◆ What to do
Write out, character for character, the line containing "column 426, row 344" and all lines after it up to the end of the listing.

◆ Records for processing
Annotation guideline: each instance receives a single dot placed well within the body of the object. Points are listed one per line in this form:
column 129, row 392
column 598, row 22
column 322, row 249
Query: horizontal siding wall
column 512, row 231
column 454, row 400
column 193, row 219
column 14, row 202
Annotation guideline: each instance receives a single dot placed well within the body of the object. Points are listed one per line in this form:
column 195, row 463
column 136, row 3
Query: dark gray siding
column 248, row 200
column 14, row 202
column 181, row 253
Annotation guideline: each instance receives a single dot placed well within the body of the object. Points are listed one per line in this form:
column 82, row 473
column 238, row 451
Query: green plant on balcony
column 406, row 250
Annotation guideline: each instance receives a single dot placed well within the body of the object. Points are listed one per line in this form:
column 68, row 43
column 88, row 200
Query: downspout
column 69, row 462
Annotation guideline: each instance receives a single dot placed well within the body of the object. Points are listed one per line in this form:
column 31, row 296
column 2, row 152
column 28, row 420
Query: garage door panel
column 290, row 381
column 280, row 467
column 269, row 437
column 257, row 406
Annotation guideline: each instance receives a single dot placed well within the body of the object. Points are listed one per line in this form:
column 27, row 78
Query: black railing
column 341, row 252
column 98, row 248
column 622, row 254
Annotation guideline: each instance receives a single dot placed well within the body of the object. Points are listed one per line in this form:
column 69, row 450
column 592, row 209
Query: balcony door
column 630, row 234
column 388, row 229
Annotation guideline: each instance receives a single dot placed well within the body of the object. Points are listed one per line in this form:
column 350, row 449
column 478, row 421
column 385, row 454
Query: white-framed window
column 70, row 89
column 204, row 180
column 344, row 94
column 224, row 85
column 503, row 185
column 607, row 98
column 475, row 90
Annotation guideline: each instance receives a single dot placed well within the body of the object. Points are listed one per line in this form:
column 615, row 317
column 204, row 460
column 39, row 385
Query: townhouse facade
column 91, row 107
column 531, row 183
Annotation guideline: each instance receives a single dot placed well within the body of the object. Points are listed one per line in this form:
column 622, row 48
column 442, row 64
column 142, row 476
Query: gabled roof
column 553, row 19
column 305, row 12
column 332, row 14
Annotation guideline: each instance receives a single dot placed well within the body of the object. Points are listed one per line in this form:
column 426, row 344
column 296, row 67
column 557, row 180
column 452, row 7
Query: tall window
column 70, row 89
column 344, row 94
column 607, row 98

◆ Answer space
column 426, row 344
column 296, row 67
column 557, row 180
column 452, row 7
Query: tall window
column 70, row 89
column 344, row 94
column 607, row 98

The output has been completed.